▸ Document text

In the past Israel often fell into idolatry, with its accompanying sin of sexual immorality. Therefore, idolatry and everything associated with it must be removed from Israel’s land. In Zechariah’s vision, idolatry is symbolized by a large container, inside which is a woman, probably a prostitute (5-8). The container and its contents are then carried away to the distant land of Babylon. There the woman will be at home among the ungodly idol worshippers awaiting final punishment; but the land of Israel will at last be free of her defiling influence (9-11).
Having cleared the land of sin, God establishes the kingdom of the Messiah with its worldwide authority. This seems to be the meaning of the final vision, which begins with the appearance of four chariots coming out from the stronghold where God dwells (6:1-4). The chariots speed to the four corners of the earth to spread God’s rule throughout the world (5-7). God is particularly pleased to see the nations to the north conquered, for that was the direction from which most of the enemy conquests of Israel came (8).
Israel’s captivity and re-establishment in its land was a foreshadowing of the events pictured in these three visions - the punishment of sinners, the removal of idolatry and the setting up of the Messiah’s kingdom. Restored Israel had turned from its sins, put away idolatry, and was now in the process of establishing a God-centred national life once again through the rebuilding of the temple.
The crowning of Joshua (6:9-15)
Just as the setting up of the Messiah’s kingdom will be marked by the crowning of the Messiah as universal king, so the re-establishment of the nation Israel was marked by the crowning of Joshua. The crown was made from gold and silver brought from Babylon by some exiles who had recently arrived in Jerusalem (9-11).

(Position annotation records)

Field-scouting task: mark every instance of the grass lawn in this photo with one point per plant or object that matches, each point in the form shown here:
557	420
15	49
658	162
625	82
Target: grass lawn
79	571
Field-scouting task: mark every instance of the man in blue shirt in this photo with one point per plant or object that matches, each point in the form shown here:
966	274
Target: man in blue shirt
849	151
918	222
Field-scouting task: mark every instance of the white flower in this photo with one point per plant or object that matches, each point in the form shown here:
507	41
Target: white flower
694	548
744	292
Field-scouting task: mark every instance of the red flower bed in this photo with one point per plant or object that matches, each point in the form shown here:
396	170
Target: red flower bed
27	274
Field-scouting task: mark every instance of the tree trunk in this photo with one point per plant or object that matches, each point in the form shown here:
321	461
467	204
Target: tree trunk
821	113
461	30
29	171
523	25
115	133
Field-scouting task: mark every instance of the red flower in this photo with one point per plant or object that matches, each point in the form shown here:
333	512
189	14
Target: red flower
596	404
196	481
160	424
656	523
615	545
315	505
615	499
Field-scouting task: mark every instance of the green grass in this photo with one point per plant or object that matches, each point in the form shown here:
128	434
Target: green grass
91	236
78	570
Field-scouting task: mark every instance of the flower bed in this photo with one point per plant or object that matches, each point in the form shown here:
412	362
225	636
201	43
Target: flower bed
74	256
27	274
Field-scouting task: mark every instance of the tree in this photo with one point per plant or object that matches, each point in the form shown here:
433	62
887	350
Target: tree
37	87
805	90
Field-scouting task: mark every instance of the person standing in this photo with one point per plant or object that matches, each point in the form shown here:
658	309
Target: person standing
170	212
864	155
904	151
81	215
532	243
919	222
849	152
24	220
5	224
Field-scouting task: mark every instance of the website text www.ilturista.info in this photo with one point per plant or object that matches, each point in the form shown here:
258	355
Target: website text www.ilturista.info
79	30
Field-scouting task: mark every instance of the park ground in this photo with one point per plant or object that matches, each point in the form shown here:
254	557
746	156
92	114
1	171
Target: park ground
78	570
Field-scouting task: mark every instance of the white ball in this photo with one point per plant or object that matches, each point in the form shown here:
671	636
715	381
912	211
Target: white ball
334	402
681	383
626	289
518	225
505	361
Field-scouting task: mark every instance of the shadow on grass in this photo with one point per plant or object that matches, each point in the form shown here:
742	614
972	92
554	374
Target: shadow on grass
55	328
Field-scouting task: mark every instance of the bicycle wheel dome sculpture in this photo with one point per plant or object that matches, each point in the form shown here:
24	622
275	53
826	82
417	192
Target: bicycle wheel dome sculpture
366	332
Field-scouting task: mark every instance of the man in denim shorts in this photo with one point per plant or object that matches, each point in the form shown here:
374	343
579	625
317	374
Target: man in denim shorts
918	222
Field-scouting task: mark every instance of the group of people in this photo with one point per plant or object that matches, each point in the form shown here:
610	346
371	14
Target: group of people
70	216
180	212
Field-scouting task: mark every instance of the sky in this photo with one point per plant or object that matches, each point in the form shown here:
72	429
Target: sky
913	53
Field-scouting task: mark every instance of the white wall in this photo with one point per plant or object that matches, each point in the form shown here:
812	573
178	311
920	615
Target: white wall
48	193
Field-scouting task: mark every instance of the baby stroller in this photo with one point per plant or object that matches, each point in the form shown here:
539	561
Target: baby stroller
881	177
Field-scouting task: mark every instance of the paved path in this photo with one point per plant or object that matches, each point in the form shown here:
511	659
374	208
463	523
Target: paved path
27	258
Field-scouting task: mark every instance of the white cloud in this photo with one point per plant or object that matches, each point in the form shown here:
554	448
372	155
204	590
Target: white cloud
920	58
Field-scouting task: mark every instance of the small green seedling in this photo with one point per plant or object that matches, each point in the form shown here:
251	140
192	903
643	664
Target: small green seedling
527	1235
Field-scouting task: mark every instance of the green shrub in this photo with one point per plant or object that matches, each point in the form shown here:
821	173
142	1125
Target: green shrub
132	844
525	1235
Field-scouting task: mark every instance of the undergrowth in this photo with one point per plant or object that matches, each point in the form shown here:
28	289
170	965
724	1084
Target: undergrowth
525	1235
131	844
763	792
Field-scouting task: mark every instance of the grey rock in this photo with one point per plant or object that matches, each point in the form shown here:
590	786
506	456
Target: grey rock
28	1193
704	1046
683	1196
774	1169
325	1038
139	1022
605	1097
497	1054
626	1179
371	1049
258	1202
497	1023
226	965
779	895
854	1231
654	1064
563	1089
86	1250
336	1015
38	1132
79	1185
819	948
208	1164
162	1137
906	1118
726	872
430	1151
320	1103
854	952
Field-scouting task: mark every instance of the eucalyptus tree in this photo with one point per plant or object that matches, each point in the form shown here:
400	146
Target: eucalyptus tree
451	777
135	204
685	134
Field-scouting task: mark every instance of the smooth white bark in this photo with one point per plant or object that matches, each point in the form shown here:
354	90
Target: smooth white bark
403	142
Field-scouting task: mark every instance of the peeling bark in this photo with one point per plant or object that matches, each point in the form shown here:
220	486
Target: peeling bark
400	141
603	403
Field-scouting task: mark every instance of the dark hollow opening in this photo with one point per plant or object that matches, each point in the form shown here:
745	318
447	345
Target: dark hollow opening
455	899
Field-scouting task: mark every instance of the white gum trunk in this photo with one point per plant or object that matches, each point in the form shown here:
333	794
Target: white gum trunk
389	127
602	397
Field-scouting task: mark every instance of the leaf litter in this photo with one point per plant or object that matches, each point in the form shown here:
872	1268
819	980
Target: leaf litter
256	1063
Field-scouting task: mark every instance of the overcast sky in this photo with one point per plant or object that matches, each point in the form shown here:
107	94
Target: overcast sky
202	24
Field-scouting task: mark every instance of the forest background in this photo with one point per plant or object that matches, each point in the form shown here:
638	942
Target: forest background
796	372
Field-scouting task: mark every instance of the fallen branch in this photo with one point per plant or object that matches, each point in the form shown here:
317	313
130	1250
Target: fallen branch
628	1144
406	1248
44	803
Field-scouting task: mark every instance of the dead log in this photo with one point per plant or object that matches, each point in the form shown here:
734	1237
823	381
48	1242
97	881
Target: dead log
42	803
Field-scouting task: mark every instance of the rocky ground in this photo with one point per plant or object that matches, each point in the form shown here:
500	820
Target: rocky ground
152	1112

▸ Problem set
a: Answer these questions from the commentary on Zechariah's visions:
(i) To what land are the container and its contents carried away?
(ii) From where do the four chariots come out in the final vision?
(iii) What was Joshua's crown made from?
b: Pick up the commentary on Zechariah's visions after its last sentence and carry it forward.

▸ Responses
a:
(i) The distant land of Babylon.
(ii) From the stronghold where God dwells.
(iii) Gold and silver brought from Babylon by some exiles who had recently arrived in Jerusalem.

b:
A coronation of the high priest was unusual, but because the restored nation of Israel was still under Persian rule, a coronation of the Davidic prince Zerubbabel may have appeared to be an act of rebellion. But the Persians were not likely to object to a religious ceremony marking the restoration of Israel’s national life and the reconstruction of their temple.
Zechariah’s words, spoken on behalf of God, further indicate that the crown rightly belonged to Zerubbabel; for though the words were addressed to Joshua they applied to Zerubbabel. It was Zerubbabel, not Joshua, who was the ‘branch’ in David’s family tree, the royal descendant entitled to the throne of Israel. Joshua’s rightful place was as the high priest who assisted the civil ruler. The two men, because of the peaceful understanding between them, led the nation in the ways of God. Their joint rule fittingly foreshadowed the rule of the true ‘Branch’, the king-priest Messiah (12-13; cf. 3:8; see also notes on Haggai 2:20-23).
The three recently returned exiles who supplied the gold and silver for the crown were apparently witnesses at the ceremony. The crowning took place in the house of their friend Josiah, and the crown was later placed in the completed temple in Jerusalem. There it was displayed as a memorial to those who gave it and as a symbolic guarantee of greater things to come (14-15).